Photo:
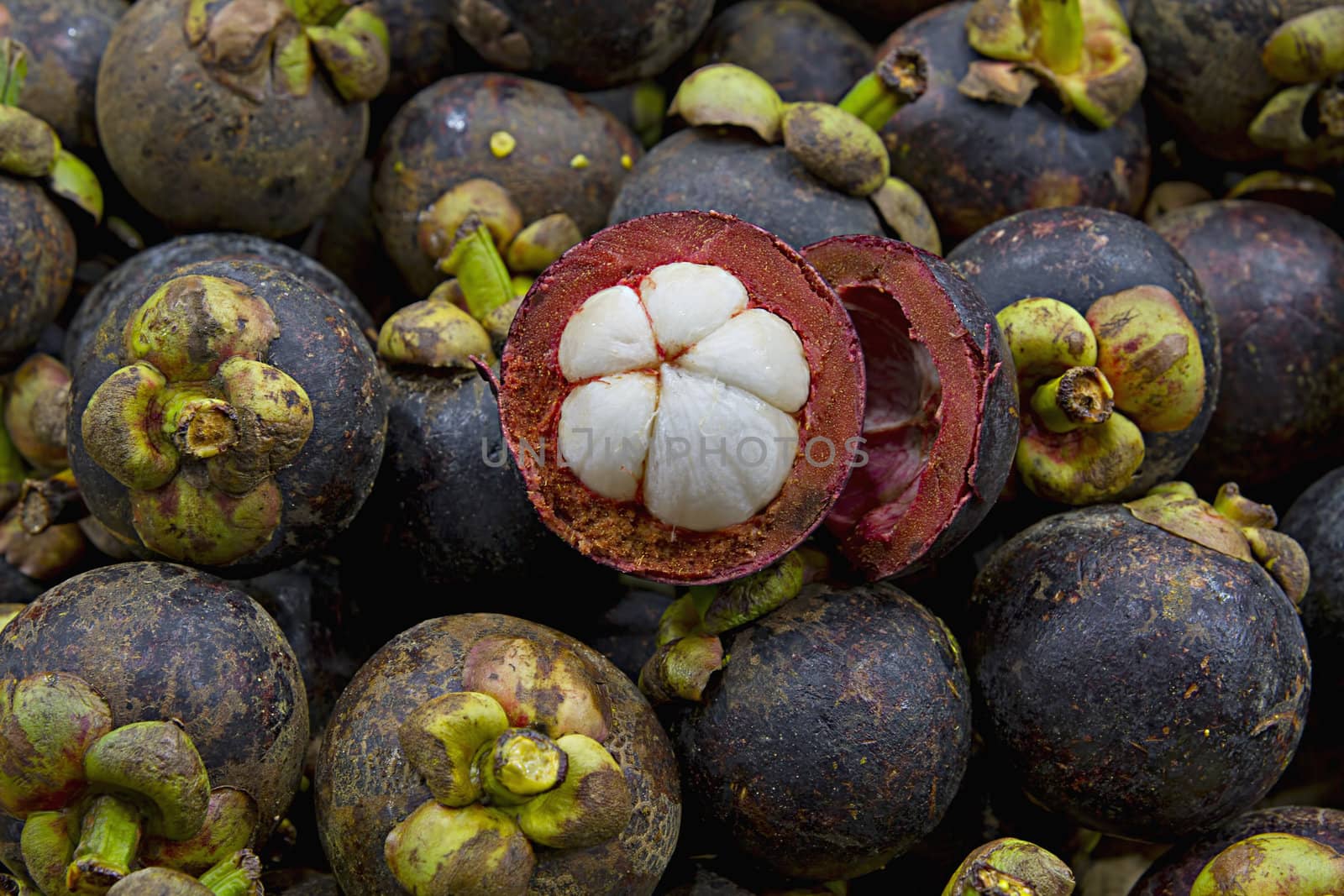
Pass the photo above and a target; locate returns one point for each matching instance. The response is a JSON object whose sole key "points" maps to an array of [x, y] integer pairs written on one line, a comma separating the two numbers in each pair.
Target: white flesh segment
{"points": [[759, 352], [605, 432], [609, 333], [719, 454], [689, 301]]}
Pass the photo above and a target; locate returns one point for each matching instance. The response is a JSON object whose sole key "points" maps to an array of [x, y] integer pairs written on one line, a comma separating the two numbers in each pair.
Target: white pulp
{"points": [[685, 391]]}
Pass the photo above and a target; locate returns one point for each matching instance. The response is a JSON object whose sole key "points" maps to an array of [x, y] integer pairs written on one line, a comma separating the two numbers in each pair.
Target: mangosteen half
{"points": [[510, 738], [1142, 672], [683, 396], [941, 412], [228, 416]]}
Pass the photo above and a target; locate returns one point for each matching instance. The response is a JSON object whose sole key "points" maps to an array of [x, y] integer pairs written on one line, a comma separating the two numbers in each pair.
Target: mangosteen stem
{"points": [[108, 844]]}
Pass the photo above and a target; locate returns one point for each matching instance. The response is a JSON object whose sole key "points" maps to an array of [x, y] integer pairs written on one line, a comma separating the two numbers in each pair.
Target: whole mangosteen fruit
{"points": [[976, 160], [150, 658], [1276, 281], [1142, 672], [1122, 307], [941, 411], [276, 107], [396, 786], [230, 417], [683, 396]]}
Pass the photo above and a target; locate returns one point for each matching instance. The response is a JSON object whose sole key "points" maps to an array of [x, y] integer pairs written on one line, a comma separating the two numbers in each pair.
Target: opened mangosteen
{"points": [[1142, 665], [228, 416], [941, 417], [596, 43], [176, 725], [1115, 345], [239, 114], [484, 754], [549, 149], [683, 396], [980, 149], [1276, 281]]}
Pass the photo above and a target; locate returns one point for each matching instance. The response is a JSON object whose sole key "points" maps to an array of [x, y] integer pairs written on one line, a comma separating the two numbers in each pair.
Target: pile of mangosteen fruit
{"points": [[702, 448]]}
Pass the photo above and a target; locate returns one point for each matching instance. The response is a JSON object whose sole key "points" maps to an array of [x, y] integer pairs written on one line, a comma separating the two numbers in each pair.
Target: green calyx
{"points": [[1233, 526], [1011, 868], [1081, 47], [197, 425], [1273, 866]]}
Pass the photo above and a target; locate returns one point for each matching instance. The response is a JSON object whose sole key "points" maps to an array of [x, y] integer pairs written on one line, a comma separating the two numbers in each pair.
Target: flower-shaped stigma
{"points": [[507, 774], [198, 423], [685, 398]]}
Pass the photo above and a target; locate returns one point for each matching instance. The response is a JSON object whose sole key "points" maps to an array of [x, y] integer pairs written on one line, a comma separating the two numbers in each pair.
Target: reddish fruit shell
{"points": [[624, 535], [972, 452]]}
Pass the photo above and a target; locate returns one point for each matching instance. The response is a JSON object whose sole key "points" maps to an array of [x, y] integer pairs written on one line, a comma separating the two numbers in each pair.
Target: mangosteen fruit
{"points": [[128, 281], [595, 43], [178, 723], [228, 416], [981, 156], [1276, 281], [548, 148], [244, 114], [835, 735], [683, 396], [510, 738], [941, 414], [1116, 348], [1142, 668]]}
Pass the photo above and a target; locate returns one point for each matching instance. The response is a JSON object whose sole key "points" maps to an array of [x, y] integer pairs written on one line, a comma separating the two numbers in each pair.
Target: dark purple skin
{"points": [[365, 785], [732, 170], [1077, 255], [976, 161], [128, 281], [1139, 683], [1205, 66], [160, 641], [37, 266], [1175, 872], [833, 739], [319, 347], [1276, 280], [806, 53]]}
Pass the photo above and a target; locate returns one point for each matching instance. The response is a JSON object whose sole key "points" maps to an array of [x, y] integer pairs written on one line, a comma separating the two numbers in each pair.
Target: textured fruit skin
{"points": [[65, 45], [835, 736], [976, 161], [1205, 66], [1276, 280], [161, 641], [128, 281], [1139, 683], [441, 137], [37, 265], [1175, 872], [266, 168], [730, 170], [1079, 255], [329, 479], [365, 785]]}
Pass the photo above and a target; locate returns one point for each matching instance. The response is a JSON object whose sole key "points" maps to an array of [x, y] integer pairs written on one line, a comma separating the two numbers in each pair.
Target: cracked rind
{"points": [[163, 641], [890, 694], [1077, 255], [319, 347], [1101, 600], [627, 535], [978, 436], [365, 786], [976, 163]]}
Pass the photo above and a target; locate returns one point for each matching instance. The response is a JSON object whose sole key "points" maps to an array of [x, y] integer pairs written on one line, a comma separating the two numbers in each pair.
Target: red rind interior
{"points": [[624, 533], [922, 443]]}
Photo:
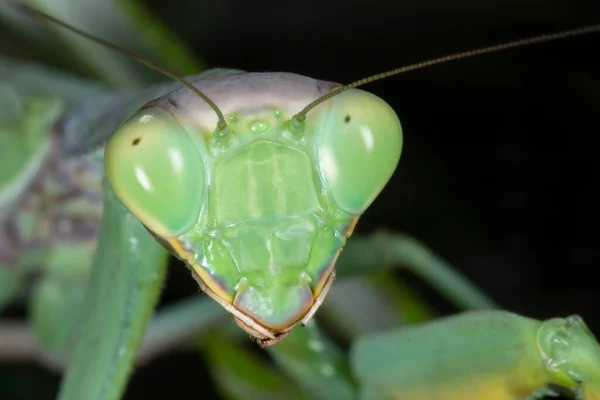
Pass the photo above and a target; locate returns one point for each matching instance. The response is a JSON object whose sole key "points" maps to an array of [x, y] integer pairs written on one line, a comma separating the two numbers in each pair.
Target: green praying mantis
{"points": [[256, 181]]}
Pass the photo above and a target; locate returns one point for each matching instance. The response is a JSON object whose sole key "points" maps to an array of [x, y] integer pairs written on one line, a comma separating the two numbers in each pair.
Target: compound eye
{"points": [[156, 170], [359, 146]]}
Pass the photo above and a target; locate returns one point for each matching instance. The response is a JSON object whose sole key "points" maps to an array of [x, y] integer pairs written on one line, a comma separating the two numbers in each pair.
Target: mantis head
{"points": [[572, 355]]}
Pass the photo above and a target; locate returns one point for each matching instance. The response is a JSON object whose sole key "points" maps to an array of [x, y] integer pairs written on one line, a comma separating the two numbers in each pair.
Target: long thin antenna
{"points": [[452, 57], [39, 14]]}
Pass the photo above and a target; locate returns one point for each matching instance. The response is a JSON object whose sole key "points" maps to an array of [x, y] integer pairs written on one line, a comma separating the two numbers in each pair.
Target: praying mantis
{"points": [[119, 220]]}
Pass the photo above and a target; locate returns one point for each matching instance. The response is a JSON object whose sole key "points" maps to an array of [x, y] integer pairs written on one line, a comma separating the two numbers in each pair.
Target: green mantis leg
{"points": [[387, 250]]}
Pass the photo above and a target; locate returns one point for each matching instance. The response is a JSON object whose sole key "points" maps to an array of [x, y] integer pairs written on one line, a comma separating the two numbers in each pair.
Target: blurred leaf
{"points": [[385, 250], [242, 375], [174, 53], [92, 121], [406, 301], [315, 363], [10, 282], [127, 275], [356, 307]]}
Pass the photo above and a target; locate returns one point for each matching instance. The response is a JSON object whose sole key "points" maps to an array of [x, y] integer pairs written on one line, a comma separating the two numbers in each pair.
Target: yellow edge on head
{"points": [[207, 278]]}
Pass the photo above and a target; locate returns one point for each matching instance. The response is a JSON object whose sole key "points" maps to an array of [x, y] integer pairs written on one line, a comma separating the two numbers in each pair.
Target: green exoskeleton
{"points": [[260, 209], [256, 181]]}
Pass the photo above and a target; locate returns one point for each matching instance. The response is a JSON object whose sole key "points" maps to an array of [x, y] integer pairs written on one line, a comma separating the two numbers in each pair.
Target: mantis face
{"points": [[259, 211]]}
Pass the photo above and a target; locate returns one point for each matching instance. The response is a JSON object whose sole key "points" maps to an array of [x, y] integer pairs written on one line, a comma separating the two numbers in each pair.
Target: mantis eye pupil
{"points": [[161, 183]]}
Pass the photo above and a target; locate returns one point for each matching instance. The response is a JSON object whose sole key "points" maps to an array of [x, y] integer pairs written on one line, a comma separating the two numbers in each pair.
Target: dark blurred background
{"points": [[499, 170]]}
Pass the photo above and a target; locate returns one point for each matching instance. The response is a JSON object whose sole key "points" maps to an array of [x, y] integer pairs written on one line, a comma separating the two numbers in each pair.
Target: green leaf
{"points": [[315, 363], [128, 272], [241, 374]]}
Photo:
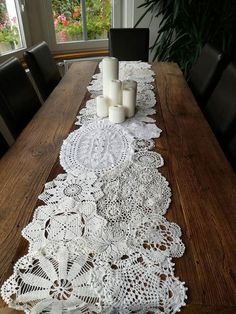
..............................
• _TASK OBJECTIVE_
Restate every entry above word for word; no picture belongs in the copy.

• _WRITTEN REPLY_
Photo:
Pass the photo above and a target; locate returns one point for each matching instance. The response is a JSON object whose sole key "points" maps to an array of [x, y] integer pairs written on one line, a comma separating the two numbers in each pair.
Target: white flesh segment
{"points": [[759, 352], [605, 432], [609, 333], [719, 454], [689, 301]]}
Pass the photo above and a target; locate returns one point for each matching instance. The response is a JSON object whose sole key "points" maps to an array of [x, y] integer pairs written on one line, a comma separating the two numbers in each pair.
Target: white pulp
{"points": [[685, 391]]}
Pass the photo above and a target; locate returns one point for each matching instance. The response is a JSON object whose sole key "points" maps to an array of [x, y] integer pairs written on one line, a comma separating the two numbers in each pair.
Target: mangosteen half
{"points": [[510, 738], [1142, 672], [683, 396], [941, 412], [228, 416]]}
Pass the photo above and a target; locate returns one point for each matching instance. The response is a JSON object whose sole key "points" maps to an array of [x, y] integer pairs written on one line, a comma separating the two numbers in each pair.
Target: mangosteen stem
{"points": [[108, 844]]}
Pass the photo above and a target; locate returns one point for each matching instance. The response is a JSON object whose sole key "points" maps to an array of [x, y] integer pairs written on one line, a comma separating the two numbers in each pair.
Target: whole mangosteen fruit
{"points": [[976, 160], [150, 658], [1276, 281], [1142, 672], [1122, 307], [941, 411], [276, 107], [396, 786], [230, 417], [683, 396]]}
Pass the photo above and a target; locate returns one point for each matching instance. The response is a JSON object whose sole key "points" maps to an array of [x, y] integer pairs written on one line, a comma separating the two numbers in each pair.
Target: opened mangosteen
{"points": [[1142, 665], [228, 416], [941, 417], [596, 43], [176, 725], [1115, 345], [239, 114], [484, 754], [549, 149], [683, 396], [980, 149], [1276, 281]]}
Pass the photo above and a target; locate returns one point for each matching instance. The response is a JSON object whose sole key "points" maps to an array of [x, y] integer pairs written on one line, a comma separating the two numbers in each pair.
Target: pile of mangosteen fruit
{"points": [[702, 448]]}
Pass the photo above and a target; locate returns one point for each matching instance. The response is a JSON object whose sole key "points" maps to an array of [x, y] integer pairs written on one line, a comma separating the two numbers in each pair.
Target: green calyx
{"points": [[1233, 526], [1011, 868], [1081, 47], [197, 425], [1273, 866]]}
Pass the photo above and a target; locate returns one point for each matching instance. The response is a JSON object whose sole key "points" maps to an array of [x, y] integer pairs written on one line, a comma separating the two numbers in each pair.
Target: flower-shaped stigma
{"points": [[507, 774], [198, 423], [685, 398]]}
Pass the photo above and a target; locate returns one point for each matching instance. The response is a JSON object whose sole key "points" maps to an array of [x, y] integer pairs written on one line, a comma separating the two numbers in each pair.
Target: reddish fruit shell
{"points": [[624, 535], [972, 452]]}
Pass the photo above and a target; locate returns one point for each matching instance. The response is a JSON object whose sole key "points" maps to an array of [x, y] integer pairs written on one line, a comma separating the two numbers in each pair.
Target: mangosteen fruit
{"points": [[128, 281], [595, 43], [178, 723], [228, 416], [981, 156], [1276, 281], [548, 148], [244, 114], [835, 735], [683, 396], [510, 738], [941, 414], [1116, 348], [1142, 668]]}
Pass the photo above and a target; locate returns one point for each matching instance. The response is a JSON object whose sole key "points" maps to an array of [x, y] integer pairs written on one line, a comma separating the two numbers in each pair.
Target: dark purple skin
{"points": [[365, 785], [732, 170], [1077, 255], [976, 161], [128, 281], [1139, 683], [1205, 66], [160, 641], [37, 266], [1175, 872], [833, 739], [319, 347], [1276, 280], [806, 53]]}
Pass the photo above and a target; locate returns one point for each matching instance. The response is a JSON object whose sole key "points" maps to an array of [x, y] integer pairs written on one line, a comma separating the two numbers in each pair.
Target: textured fruit skin
{"points": [[65, 45], [835, 736], [976, 161], [1205, 66], [1276, 280], [161, 641], [128, 281], [1139, 683], [441, 137], [37, 265], [1175, 872], [266, 168], [730, 170], [1079, 255], [329, 479], [365, 785]]}
Pass the photo above and a target; locate returns one point for each matching instance. The response is a JSON object whose sole key "points" maps to an array of [x, y] integer pairs written on one line, a comma separating the two numbers in each pair.
Target: cracked rind
{"points": [[163, 641], [890, 694], [1077, 255], [319, 347], [1101, 600], [627, 535], [978, 436], [365, 786], [976, 163]]}
Pass the photo above and a target; locate returns one point for each matching instance. The response is a JSON object whose sole key "points" maps to an array of [x, y] integer pairs written on one line, a comma separating the two numbers in each pair.
Target: red rind interior
{"points": [[624, 533], [922, 443]]}
Photo:
Pass the photo above and a target; locate returns one point for each matching instance. The response is a JSON object whose sole key "points" maps to an array of [x, y] integer pairs written on one line, a comma separating the two numbers in each pair.
Target: green praying mantis
{"points": [[256, 181]]}
Pass the photo above and a target; locate returns one point for each matching instance. The response is a JSON object whose sole key "points" maps to an array of [x, y] integer pairs written on one line, a comma separating the two numbers in each pair.
Target: compound eye
{"points": [[156, 170], [359, 146]]}
Pass the photo above and a target; locate returns one point for each matching instance. The response is a JSON object whose sole key "points" maps to an array of [x, y] integer pairs written on one line, a comma separating the two numbers in each pair.
Target: mantis head
{"points": [[572, 355]]}
Pass the photo above and a target; locate returns one point for each matching instance. The response is a JSON object whose sole key "points" maps to an array of [x, y] integer pairs written on one line, a comma separating the two numbers in each pair.
Target: long thin antenna
{"points": [[452, 57], [39, 14]]}
Pass the photo above and a target; locate returns one point for each matching instance. The response is a JSON object whose sole key "points" maps to an array of [x, y] integer pairs written on one line, a comma separating the two numbers in each pair.
Target: praying mantis
{"points": [[119, 220]]}
Pass the photo above and a target; locate returns one point for each matching instance. The response is a JSON object whose sole key "points" maps to an array of [x, y] integer pairs written on one line, a comma separating the two numbers in each pair.
Target: green mantis leg
{"points": [[387, 250]]}
Pass the photo above and a target; locate returns one point for each matching instance. The response is a JSON object whose sole key "points" maps to an array of [x, y] integer pairs written on one line, a comma separating the two numbers in each pair.
Target: blurred leaf
{"points": [[385, 250], [242, 375], [174, 53], [92, 121], [406, 301], [315, 363], [10, 282], [127, 275], [356, 307]]}
Pass the photo above and a target; locate returns one point for each matching instance. The response is a JSON object whose sole key "points" maps to an array of [x, y] integer pairs written on one line, a comma separating the two numbers in each pair.
Target: yellow edge on head
{"points": [[207, 278]]}
Pass the photo above and a target; locate returns one point for each matching instance. The response is a JSON object whose sole key "points" maps to an array of [x, y] integer pairs written on one line, a comma separating the two numbers in each pair.
Target: green exoskeleton
{"points": [[260, 209], [256, 181]]}
Pass the photo above and a target; locate returns one point for each matching instance. The response is a JSON object whose sole key "points" maps to an array of [x, y] integer pairs written on one line, a comma separating the two numbers in each pair.
Target: mantis face
{"points": [[259, 211]]}
Pass the photo above and a target; locate returns one point for each matching instance. The response is a JSON object whose sole key "points" maps to an array of [x, y] integer pairs written on one line, a comma separating the two numbers in each pair.
Target: mantis eye pupil
{"points": [[161, 183]]}
Pass the photo above and a target; locate returns one point for each matching instance. The response is a JSON object whose sole key "points" maps to an array of [x, y] integer pairs written on one line, a comma separating the two numbers in each pair.
Target: dark blurred background
{"points": [[499, 170]]}
Pass the photo above and a target; locate returns one point for each matching instance. The response is a JSON object whose sole key "points" maps to an array of [x, y] integer pairs written on one line, a comma separating the two numbers in each pair.
Target: green leaf
{"points": [[315, 363], [128, 272], [241, 374]]}
Photo:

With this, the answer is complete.